**Task prompt**
Copy the line with "Target: woman in green dress" and all lines following it through the last line of the entries, exactly as written.

(Image point grounding data)
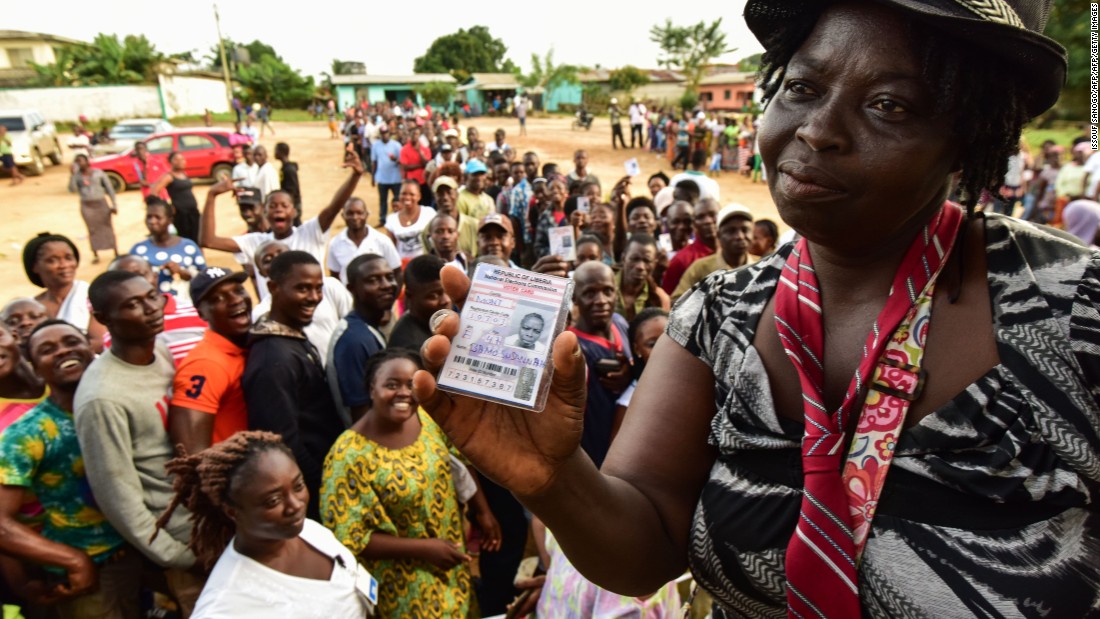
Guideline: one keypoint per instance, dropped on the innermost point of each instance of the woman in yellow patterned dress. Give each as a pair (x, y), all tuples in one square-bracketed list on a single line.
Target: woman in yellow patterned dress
[(388, 495)]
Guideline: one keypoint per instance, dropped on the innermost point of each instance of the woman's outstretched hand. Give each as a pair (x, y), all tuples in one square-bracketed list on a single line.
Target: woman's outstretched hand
[(519, 450)]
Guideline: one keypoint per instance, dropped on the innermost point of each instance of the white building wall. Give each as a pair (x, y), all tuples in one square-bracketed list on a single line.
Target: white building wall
[(97, 102), (187, 96)]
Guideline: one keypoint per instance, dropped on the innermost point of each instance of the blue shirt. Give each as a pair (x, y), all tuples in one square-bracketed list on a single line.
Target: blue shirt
[(388, 173), (520, 199), (185, 253), (350, 355), (600, 406)]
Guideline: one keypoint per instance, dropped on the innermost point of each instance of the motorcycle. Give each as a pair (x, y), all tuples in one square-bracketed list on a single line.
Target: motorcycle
[(583, 120)]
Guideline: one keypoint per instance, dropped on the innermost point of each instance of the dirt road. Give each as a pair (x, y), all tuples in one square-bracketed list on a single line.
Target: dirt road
[(43, 203)]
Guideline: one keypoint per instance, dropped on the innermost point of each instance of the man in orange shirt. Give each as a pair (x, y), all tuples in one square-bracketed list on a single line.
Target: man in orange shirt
[(207, 401)]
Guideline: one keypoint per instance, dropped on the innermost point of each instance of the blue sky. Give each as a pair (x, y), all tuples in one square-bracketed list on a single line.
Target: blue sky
[(309, 34)]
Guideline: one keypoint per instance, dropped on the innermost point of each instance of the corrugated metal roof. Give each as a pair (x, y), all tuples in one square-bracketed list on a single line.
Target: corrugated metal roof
[(410, 78), (728, 77), (10, 34), (491, 81)]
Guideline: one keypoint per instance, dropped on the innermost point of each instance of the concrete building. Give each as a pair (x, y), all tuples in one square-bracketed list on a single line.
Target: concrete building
[(728, 91), (484, 87), (351, 89), (19, 48)]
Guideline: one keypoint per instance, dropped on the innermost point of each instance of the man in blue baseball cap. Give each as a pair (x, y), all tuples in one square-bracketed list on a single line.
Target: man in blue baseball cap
[(472, 199), (207, 402)]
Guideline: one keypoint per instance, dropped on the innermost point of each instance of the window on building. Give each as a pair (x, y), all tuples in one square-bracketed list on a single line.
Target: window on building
[(19, 57)]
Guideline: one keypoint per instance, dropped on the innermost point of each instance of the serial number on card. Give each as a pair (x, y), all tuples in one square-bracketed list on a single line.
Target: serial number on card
[(488, 318), (494, 301), (482, 382)]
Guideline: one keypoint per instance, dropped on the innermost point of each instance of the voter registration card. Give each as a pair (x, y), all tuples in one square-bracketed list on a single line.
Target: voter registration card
[(508, 323), (562, 243), (631, 167)]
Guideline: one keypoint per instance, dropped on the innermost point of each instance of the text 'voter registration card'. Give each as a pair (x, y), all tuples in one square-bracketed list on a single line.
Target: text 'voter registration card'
[(502, 351)]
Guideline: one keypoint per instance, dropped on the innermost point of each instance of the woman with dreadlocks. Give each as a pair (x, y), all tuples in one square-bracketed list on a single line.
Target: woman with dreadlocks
[(894, 417), (248, 503)]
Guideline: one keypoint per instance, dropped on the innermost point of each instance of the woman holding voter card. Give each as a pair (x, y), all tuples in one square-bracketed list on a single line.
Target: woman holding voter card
[(894, 416), (389, 496)]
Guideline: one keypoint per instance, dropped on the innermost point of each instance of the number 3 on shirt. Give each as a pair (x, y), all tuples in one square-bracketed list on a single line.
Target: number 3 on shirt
[(196, 390)]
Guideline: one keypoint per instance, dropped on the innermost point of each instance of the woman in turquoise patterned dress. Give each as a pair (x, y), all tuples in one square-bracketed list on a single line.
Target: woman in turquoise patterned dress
[(389, 496)]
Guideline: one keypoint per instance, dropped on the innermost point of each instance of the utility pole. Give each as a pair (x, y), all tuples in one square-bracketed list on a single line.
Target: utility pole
[(224, 64)]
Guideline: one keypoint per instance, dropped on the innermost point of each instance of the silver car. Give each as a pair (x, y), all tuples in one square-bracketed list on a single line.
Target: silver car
[(33, 140), (127, 133)]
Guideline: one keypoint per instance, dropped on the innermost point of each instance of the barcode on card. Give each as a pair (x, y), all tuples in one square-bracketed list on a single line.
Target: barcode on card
[(486, 366)]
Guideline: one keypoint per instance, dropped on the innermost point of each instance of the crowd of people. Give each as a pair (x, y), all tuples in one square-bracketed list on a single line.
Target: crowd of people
[(223, 438), (284, 451)]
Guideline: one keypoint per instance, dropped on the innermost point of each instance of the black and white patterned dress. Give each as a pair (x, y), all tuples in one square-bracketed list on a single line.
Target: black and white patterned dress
[(990, 508)]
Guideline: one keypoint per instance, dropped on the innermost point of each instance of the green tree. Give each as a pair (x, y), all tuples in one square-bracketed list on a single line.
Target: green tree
[(546, 75), (109, 59), (437, 92), (627, 78), (464, 53), (689, 50), (348, 67), (1068, 24), (273, 80), (749, 63)]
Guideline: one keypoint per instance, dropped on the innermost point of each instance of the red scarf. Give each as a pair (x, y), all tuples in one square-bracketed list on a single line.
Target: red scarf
[(821, 557)]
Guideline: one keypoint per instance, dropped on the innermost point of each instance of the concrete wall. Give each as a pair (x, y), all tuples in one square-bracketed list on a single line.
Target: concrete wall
[(67, 103), (183, 96), (661, 92)]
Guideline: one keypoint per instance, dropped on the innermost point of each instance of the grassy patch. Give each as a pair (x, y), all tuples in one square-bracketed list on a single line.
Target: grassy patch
[(1060, 136), (277, 115)]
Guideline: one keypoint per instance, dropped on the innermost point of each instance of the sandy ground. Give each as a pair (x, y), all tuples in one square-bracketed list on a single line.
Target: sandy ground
[(43, 203)]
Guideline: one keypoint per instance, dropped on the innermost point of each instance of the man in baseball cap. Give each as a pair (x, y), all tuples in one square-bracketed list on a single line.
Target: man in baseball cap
[(444, 188), (472, 199), (250, 201), (495, 236), (207, 402), (735, 236)]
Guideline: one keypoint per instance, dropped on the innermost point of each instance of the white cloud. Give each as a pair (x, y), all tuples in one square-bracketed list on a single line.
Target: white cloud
[(310, 34)]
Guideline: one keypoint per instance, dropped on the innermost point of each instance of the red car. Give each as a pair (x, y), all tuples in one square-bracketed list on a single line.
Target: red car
[(206, 151)]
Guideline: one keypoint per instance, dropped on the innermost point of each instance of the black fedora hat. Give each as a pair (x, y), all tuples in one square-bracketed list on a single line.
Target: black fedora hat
[(1008, 29)]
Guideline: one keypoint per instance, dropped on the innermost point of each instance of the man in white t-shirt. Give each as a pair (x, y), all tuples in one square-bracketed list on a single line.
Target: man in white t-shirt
[(1092, 176), (359, 239), (637, 112), (244, 172), (336, 300), (266, 178), (279, 212), (707, 186)]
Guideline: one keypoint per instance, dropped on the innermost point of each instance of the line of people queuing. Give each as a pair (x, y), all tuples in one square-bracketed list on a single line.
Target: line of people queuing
[(162, 432)]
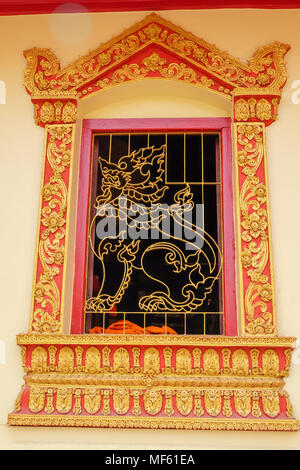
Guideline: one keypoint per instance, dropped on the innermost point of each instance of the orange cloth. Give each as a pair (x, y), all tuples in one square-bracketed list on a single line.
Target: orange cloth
[(129, 328)]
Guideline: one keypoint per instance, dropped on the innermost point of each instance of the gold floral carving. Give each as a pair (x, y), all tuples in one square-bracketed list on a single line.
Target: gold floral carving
[(151, 361), (47, 294), (66, 360), (92, 363), (270, 363), (79, 353), (92, 400), (196, 358), (49, 408), (153, 401), (121, 360), (213, 402), (64, 398), (183, 361), (169, 409), (136, 410), (167, 352), (106, 401), (242, 402), (184, 402), (259, 109), (36, 399), (266, 68), (240, 362), (211, 362), (137, 378), (121, 400), (39, 360), (270, 402)]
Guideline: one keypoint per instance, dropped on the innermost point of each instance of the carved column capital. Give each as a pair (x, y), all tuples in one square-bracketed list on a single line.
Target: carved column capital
[(255, 105), (55, 110)]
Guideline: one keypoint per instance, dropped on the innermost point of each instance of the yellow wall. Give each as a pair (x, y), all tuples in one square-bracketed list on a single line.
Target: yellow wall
[(239, 32)]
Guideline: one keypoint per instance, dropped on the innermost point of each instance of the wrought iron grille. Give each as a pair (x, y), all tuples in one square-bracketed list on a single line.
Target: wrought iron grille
[(154, 263)]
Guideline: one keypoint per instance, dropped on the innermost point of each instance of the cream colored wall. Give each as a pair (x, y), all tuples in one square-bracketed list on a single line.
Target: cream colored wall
[(239, 32)]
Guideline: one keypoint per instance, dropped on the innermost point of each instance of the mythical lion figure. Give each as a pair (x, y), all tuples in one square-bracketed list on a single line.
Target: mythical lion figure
[(138, 179)]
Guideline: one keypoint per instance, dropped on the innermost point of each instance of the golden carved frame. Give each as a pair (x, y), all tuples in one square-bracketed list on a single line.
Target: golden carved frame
[(184, 382)]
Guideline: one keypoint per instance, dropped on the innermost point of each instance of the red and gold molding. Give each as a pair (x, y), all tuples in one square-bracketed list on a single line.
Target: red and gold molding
[(182, 382), (199, 383)]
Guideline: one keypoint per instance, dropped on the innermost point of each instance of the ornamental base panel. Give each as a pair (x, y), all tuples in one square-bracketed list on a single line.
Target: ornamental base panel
[(216, 383)]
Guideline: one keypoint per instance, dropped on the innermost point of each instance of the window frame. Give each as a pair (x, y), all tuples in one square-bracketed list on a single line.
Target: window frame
[(93, 126)]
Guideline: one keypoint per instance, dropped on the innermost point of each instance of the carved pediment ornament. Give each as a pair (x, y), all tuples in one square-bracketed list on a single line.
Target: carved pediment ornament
[(151, 48)]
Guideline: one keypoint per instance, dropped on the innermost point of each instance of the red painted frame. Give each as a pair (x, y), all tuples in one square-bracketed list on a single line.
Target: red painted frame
[(91, 126), (23, 7)]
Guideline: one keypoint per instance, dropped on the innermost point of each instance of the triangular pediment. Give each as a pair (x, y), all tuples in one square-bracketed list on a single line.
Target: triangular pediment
[(154, 48)]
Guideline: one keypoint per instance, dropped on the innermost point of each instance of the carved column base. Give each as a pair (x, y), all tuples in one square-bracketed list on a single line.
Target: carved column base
[(220, 383)]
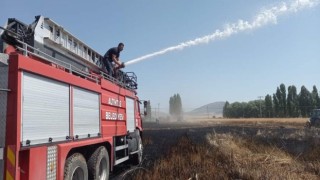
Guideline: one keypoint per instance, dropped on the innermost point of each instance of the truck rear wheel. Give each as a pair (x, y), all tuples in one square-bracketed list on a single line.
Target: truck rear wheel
[(76, 168), (98, 164)]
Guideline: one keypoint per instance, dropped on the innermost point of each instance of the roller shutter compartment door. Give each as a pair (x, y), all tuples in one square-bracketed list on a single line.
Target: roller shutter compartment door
[(45, 110), (86, 113)]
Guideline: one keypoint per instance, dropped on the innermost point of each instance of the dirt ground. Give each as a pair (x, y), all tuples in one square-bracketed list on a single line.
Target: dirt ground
[(158, 138), (286, 133)]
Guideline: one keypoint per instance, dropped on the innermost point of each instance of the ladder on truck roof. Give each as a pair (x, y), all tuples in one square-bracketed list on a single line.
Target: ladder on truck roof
[(55, 34), (46, 39)]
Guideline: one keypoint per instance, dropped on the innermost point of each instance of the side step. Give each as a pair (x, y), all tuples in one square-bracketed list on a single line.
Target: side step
[(121, 149)]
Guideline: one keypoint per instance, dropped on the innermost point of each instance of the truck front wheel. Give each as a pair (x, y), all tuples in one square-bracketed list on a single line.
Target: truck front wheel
[(98, 164), (137, 158), (76, 168)]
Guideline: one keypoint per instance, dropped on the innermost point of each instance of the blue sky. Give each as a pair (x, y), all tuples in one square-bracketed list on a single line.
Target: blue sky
[(240, 67)]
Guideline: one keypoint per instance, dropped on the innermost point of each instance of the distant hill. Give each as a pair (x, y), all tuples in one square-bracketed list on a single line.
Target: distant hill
[(212, 109)]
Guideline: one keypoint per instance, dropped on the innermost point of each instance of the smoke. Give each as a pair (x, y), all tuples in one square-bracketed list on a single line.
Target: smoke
[(264, 17)]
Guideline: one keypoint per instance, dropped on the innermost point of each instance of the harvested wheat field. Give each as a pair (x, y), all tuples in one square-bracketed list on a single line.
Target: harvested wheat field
[(229, 149)]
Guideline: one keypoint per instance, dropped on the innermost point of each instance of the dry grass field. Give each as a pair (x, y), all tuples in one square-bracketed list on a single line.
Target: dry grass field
[(229, 149)]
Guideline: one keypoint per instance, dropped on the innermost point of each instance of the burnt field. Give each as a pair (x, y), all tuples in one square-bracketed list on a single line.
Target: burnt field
[(228, 149)]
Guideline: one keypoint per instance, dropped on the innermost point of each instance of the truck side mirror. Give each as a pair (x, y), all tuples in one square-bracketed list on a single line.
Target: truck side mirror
[(145, 104)]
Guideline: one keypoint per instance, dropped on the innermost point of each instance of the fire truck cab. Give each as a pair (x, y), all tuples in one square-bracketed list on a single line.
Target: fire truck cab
[(61, 115)]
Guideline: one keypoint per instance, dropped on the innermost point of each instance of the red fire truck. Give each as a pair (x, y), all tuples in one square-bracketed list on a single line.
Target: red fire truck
[(61, 115)]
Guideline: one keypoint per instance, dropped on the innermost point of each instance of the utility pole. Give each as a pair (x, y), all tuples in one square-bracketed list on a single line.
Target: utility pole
[(260, 97), (158, 110)]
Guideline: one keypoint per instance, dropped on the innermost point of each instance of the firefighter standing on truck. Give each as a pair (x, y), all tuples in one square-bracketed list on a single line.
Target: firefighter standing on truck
[(111, 60)]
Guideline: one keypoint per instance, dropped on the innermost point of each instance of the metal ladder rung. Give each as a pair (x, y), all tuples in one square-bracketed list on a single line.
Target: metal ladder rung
[(121, 147)]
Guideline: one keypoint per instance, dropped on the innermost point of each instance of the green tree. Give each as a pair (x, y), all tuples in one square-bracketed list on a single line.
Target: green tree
[(293, 102), (276, 105), (283, 101), (268, 106), (175, 106), (315, 98), (226, 110), (149, 112), (305, 101)]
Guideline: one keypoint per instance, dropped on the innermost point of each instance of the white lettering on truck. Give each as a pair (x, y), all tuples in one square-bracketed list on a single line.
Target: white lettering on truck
[(114, 102), (114, 116)]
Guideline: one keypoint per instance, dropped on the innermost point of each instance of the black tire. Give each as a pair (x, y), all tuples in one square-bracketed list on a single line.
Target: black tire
[(76, 168), (98, 164), (137, 158), (308, 125)]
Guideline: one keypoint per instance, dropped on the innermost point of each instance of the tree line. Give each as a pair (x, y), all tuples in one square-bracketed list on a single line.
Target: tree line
[(283, 103), (175, 106)]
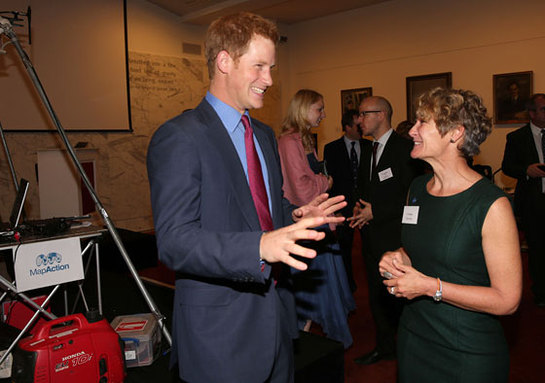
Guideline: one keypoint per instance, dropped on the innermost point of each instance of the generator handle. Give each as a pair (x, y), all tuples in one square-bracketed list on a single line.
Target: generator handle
[(44, 330)]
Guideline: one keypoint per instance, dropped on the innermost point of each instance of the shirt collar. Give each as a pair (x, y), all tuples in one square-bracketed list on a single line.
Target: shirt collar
[(348, 141), (229, 116)]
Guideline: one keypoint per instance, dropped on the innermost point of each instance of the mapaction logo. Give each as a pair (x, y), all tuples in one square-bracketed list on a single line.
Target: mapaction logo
[(49, 263)]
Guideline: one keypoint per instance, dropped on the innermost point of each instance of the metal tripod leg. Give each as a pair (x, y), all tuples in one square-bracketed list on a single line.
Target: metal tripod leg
[(6, 28)]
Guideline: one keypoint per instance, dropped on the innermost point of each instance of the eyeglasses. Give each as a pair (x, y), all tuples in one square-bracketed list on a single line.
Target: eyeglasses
[(365, 112)]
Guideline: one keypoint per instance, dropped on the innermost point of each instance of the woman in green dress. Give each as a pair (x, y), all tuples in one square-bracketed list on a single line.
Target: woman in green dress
[(460, 265)]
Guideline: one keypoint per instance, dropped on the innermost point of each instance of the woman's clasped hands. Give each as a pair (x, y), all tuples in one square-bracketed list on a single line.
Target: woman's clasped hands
[(401, 279)]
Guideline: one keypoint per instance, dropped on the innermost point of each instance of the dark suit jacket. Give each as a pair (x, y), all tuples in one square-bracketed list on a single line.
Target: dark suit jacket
[(387, 197), (520, 152), (339, 167), (226, 310)]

**Reply to the task**
Target: woman in green dress
[(460, 265)]
Guideline: one keypoint per instance, dropped on the innermost point of each instance of the woman's clasped hands. Give each as a pair (x, y), all tuples in one square-bracketed list on a single line.
Target: woman's clasped hands
[(401, 279)]
Guideline: one keypoint per instance, dropped on the innermost point of each instance of the dark suit jacket. Give each as a pair (x, y), all tuples in one square-bracketed list on a single line.
Target: dark suit jacket
[(387, 197), (520, 152), (339, 167), (226, 310)]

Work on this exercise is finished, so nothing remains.